▶ **What you need to do**:
All of the entries below should be returned verbatim, apart from the pictures.

________

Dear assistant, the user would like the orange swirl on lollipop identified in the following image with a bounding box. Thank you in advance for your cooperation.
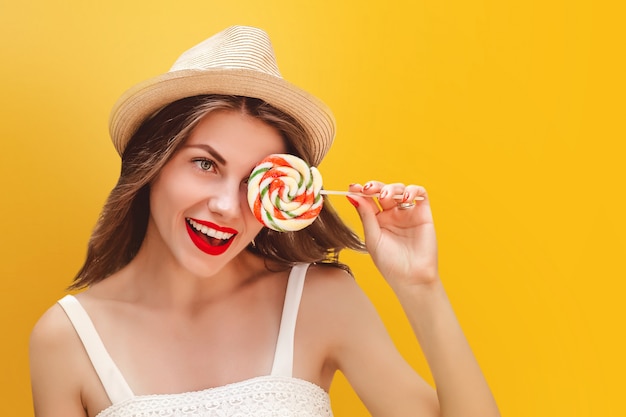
[247,154,324,232]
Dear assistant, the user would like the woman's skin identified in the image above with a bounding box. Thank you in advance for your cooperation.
[29,109,500,417]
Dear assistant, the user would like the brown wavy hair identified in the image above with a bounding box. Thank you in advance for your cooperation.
[70,95,365,289]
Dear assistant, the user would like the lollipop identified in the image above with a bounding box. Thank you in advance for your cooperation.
[247,154,424,232]
[247,154,324,232]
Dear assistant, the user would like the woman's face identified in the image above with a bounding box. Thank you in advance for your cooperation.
[146,109,286,276]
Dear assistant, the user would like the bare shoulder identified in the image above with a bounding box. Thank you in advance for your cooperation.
[303,263,363,297]
[30,301,76,353]
[30,301,90,416]
[299,263,384,341]
[302,263,378,313]
[29,301,83,383]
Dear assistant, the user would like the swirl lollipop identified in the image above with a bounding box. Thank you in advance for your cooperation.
[247,154,324,232]
[247,154,424,232]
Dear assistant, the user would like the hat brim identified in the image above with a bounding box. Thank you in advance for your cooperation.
[109,69,335,166]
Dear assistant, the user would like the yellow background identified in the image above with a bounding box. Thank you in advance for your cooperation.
[1,0,624,415]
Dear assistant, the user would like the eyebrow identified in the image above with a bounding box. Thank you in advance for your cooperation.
[184,144,226,165]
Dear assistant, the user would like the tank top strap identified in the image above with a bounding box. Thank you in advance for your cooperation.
[270,263,310,377]
[57,295,134,404]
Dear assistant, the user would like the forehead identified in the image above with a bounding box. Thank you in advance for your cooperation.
[185,110,286,161]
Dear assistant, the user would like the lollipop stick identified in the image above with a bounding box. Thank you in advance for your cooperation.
[320,190,425,201]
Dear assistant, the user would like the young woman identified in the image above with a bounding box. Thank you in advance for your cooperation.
[29,26,500,417]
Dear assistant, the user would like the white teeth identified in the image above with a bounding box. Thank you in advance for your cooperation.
[188,219,234,240]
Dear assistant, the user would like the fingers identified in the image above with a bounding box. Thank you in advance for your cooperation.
[346,181,433,251]
[358,181,428,212]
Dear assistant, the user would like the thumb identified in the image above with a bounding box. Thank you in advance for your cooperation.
[345,196,380,243]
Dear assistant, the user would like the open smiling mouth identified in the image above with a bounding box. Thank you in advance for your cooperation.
[185,218,237,256]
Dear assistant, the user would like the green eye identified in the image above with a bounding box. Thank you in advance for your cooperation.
[194,159,215,171]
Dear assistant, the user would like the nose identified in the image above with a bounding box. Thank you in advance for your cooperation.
[206,180,244,218]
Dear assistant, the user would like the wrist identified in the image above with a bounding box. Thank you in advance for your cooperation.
[390,273,443,300]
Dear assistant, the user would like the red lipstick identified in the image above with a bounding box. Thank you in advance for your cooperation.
[186,219,238,256]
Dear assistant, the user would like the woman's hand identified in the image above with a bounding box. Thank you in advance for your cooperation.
[347,182,439,290]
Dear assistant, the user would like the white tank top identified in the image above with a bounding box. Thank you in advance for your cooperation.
[58,263,333,417]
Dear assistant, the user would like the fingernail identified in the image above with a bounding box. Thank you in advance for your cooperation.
[403,192,410,202]
[346,196,359,208]
[380,190,388,199]
[363,183,372,190]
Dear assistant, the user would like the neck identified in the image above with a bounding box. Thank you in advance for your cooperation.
[110,242,268,310]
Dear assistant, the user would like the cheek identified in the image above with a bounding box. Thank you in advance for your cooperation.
[150,175,197,221]
[154,164,202,202]
[149,185,174,226]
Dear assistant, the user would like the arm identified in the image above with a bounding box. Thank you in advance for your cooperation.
[346,182,500,417]
[29,304,89,417]
[394,279,498,416]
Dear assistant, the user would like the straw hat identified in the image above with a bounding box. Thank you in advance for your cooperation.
[109,26,336,166]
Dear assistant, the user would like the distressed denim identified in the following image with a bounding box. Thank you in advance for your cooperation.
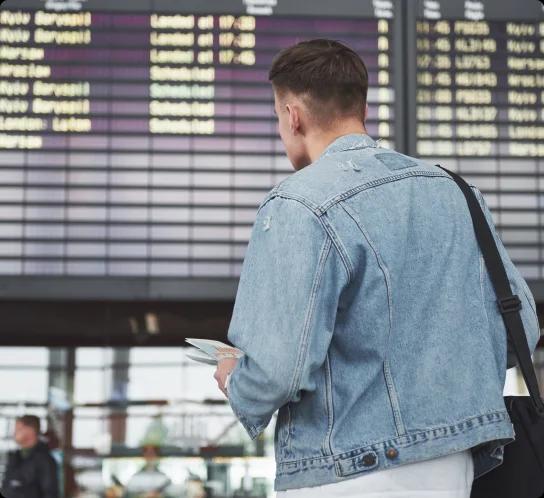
[226,134,541,491]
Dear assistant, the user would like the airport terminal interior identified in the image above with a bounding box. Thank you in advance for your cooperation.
[0,0,544,496]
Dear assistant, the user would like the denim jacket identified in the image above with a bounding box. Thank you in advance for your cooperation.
[226,134,541,491]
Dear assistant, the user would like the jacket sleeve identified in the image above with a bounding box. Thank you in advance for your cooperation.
[471,186,541,368]
[38,453,59,498]
[226,195,349,439]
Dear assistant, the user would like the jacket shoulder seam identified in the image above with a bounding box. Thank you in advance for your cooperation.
[261,189,320,215]
[257,192,353,281]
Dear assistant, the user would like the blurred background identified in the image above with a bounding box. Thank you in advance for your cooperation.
[0,0,543,496]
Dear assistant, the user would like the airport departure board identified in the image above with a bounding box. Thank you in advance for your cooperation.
[415,0,544,280]
[0,0,396,281]
[0,0,543,299]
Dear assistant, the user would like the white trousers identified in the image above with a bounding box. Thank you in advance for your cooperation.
[276,449,474,498]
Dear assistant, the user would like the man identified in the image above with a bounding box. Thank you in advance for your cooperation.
[123,445,172,498]
[1,415,59,498]
[214,39,540,496]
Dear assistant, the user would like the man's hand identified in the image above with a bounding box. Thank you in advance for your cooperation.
[214,351,239,397]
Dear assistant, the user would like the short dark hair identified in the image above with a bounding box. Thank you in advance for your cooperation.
[268,39,368,125]
[17,415,40,434]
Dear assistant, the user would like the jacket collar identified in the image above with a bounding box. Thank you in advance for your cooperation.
[319,133,377,159]
[320,133,378,157]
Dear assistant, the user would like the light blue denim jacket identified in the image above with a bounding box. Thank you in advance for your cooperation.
[226,134,541,491]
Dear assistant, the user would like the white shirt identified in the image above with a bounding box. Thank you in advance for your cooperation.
[275,449,473,497]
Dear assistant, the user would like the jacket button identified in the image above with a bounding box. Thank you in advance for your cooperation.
[386,448,398,459]
[362,454,376,466]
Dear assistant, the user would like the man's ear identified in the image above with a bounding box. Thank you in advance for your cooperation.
[286,103,301,135]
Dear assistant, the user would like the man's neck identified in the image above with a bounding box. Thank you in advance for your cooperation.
[306,124,367,164]
[20,440,38,450]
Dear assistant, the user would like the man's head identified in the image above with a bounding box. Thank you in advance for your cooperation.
[14,415,40,448]
[142,444,160,462]
[269,39,369,170]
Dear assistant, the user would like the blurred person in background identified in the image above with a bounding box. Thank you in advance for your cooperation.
[1,414,59,498]
[123,445,172,498]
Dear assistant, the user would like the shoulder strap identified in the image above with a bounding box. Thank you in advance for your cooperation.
[437,165,544,417]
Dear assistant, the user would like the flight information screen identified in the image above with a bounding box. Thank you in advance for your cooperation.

________

▶ **Answer to this task**:
Dear assistant, the user would like the orange swirl on lollipop identified in the following image with a bounding box. Thank you in advance for your cooperation.
[247,154,324,232]
Dear assistant, the user would like the woman's skin identified in the image above with a bounding box. Thank you in advance for your cooperation.
[29,109,500,417]
Dear assistant, the user would like the brown wavy hair identified in the image above with a bounding box. Thank you in advance for your cooperation.
[70,95,365,289]
Dear assistant, the user would like the lollipop identified in the image above with a bounding box. Thank you in advance for your cooperation.
[247,154,424,232]
[247,154,324,232]
Dear assistant, the user would like the woman's face identified in the image above with a bounding box. Thank you in advance for your cooperation.
[146,109,286,276]
Dear assistant, the user would like the bare shoulder identified in the image above with a bounding box. Thank you in advance for your cooperation.
[303,263,363,297]
[30,301,76,353]
[30,301,90,416]
[299,263,384,341]
[302,263,378,313]
[29,301,83,383]
Dear assistant, the user would like the swirl lollipop identified in the image above with a bounding box. Thank you in advance for your cooperation.
[247,154,324,232]
[247,154,424,232]
Dear assistant, the user would like the hat brim identified in the image above with a bounding box. Thank you in advance for your cooperation.
[109,69,335,166]
Dear assistant, the user would like the yellow background identified in the image above with a bounding box. Thank you in advance for your cooperation.
[1,0,624,415]
Dear assistant, the user would like the eyebrow identified in the image above with a bounding box. Thank you in advance for your cooperation.
[184,144,226,165]
Dear assistant, the user would like the tank top strap identified in the image above with a bounding box. Thank you in advance for your cooperation.
[270,263,310,377]
[57,295,134,404]
Dear assistant, the user would like the forehead identified in the image above with a bounding box. Thank you in advance for your cooperation.
[185,110,286,161]
Dear assistant, the user would like the lollipop stick identified in the image above with a bounding box. Thank you in advance for your cooperation.
[320,190,425,201]
Dear assistant, the user would like the young woman identified in the image above with a bounding box. Thank you in advance for your cooperation.
[29,26,500,417]
Dear assistant, the user would like the white teeth identified in the image above with a bounding box. Thank you in advance for your cooperation.
[188,219,234,240]
Dear assistant, the user would like the fingers identified in the image above with a bounding box. Thank you in advance for your cooperation.
[346,181,433,251]
[358,181,428,212]
Dear assistant, the user would like the thumb identified in the image above with a bounding box. Thank you in advance for your cooperation.
[345,196,380,243]
Dear assistant, the user would like the open smiling mouth identified in the image above with a bounding box. Thank you in advance for your cooperation.
[185,218,237,256]
Dear assistant, the user would like the green eye identified in the image above with a bounding box. Thank you in advance for your cooperation.
[194,159,215,171]
Dear assistant, the user would like the nose identified in the image above with a bounding box. Thank you in advance for your cooperation.
[206,180,244,218]
Dear assistant, the user would like the wrist identified in the image above with a bounding box. Thank you in advance for your cooperation.
[390,273,443,300]
Dear assistant, the user would like the red lipstick identified in the image above with a bounding box. Thank you in advance for your cooperation.
[186,219,238,256]
Dear assistant, the user would like the woman's hand identified in the image above with a bounding box. Thank you in advance for your cooperation.
[347,182,439,290]
Dear assistant, the user would like the white tank top identified in the image above with a bounding box. Thank you in advance for your cooperation.
[58,263,333,417]
Dear assistant, the user would like the fingernail identified in the image above with a bounding box. Thank you in advance for your cooperation.
[403,192,410,202]
[346,196,359,208]
[380,190,388,199]
[363,183,372,190]
Dear assistant, the user would like the neck identified in the image above with a bounding box. Thank you in advance for your cooperation.
[110,242,268,310]
Dear assistant, the user would like the cheek identified in the image above with a bounding box. Thank you in advance for your cooperation.
[150,175,197,221]
[154,164,202,202]
[149,185,174,226]
Dear assistant, the user would like the arm identified in the image above with a bounding box. Thank you in advance for your cooperation.
[346,182,500,417]
[29,304,89,417]
[394,279,498,416]
Dear assistant, the user would like the straw hat identified in the image above with a bounding box. Thank you in advance for your cooperation.
[109,26,336,166]
Dear assistant, the user would like the distressed denim identified in the following image with a bounding box. Thank you in advance for your cooperation.
[226,134,541,491]
Dear assistant, the user would like the airport terminal interior identified in the image above with a bounding box. Thank you in advance for your cooperation.
[0,0,544,496]
Dear assistant, the user would like the denim jacket identified in the image above with a bounding box. Thank you in advance for your cooperation.
[226,134,541,491]
Dear assistant, the user would like the jacket sleeve identified in the image above with a bounding box. Thank you in advance for your cooperation.
[471,186,541,368]
[38,453,59,498]
[226,195,349,439]
Dear assistant, the user would like the jacket shoulder seam identified in the image above with a bounding box. Thank you in advance for your cooperation.
[261,189,320,215]
[257,192,353,281]
Dear assistant, the user would like the blurred background identified in the image above with a bounding box. Thank you in advance for your cooperation.
[0,0,543,496]
Dear assistant, the user would like the airport departure board identified in the image above with a bounding box. Thank you in advance for your cooperation.
[415,0,544,280]
[0,0,396,281]
[0,0,543,299]
Dear assistant, the user would like the white trousers identified in the image above with a bounding box. Thank you in advance for your cooperation.
[276,449,474,498]
Dear assistant, the user would like the man identified in the image above with a bounding box. Thank you in advance for your cooperation.
[123,445,172,498]
[1,415,59,498]
[214,39,540,496]
Dear assistant, the user would like the man's hand identified in the image above with a bounding box. Thank you in advance for your cooperation.
[214,351,239,397]
Dear assistant, the user would like the short dark hair identified in the image above with a bounding box. Thank you in advance for your cooperation.
[268,39,368,125]
[17,415,40,434]
Dear assistant, the user would like the jacket collar identified in the image above with a bounding box. Thank you in advance for your cooperation.
[319,133,377,159]
[320,133,378,157]
Dear assistant, the user would like the light blue denim jacket identified in the image above with a bounding box. Thank you in advance for your cooperation.
[226,134,541,491]
Dear assistant, the user would like the white shirt identified in the image above with a bounding box. Thank you in advance for your cooperation.
[275,449,473,497]
Dear assistant, the user would like the jacket button identified in the image above with a bounding box. Thank you in advance for your cooperation.
[386,448,398,459]
[362,454,376,466]
Dear assistant, the user would like the man's ear identified in the image above with a bounding box. Thank you in advance for your cooperation.
[286,103,301,135]
Dear assistant, the user would like the man's neck identified in the image above with a bounding box. Thank you in advance for your cooperation.
[306,124,367,164]
[20,440,38,450]
Dear assistant, the user would like the man's head identified in the image above with a bounding box. Thank you in advance for your cooperation.
[14,415,40,448]
[142,444,160,462]
[269,39,369,170]
Dear assistant, the user would like the blurred person in background identified in the image above with a bounding box. Thank you in advance for your cooperation.
[1,414,59,498]
[123,445,172,498]
Dear assistant, the user would like the shoulder strap identified in the image above with a bounding box. Thank you in advance for your cooperation.
[437,165,544,417]
Dear assistant, the user would like the flight information screen identified in the image above with a bounding box. Thank you in advance for your cooperation.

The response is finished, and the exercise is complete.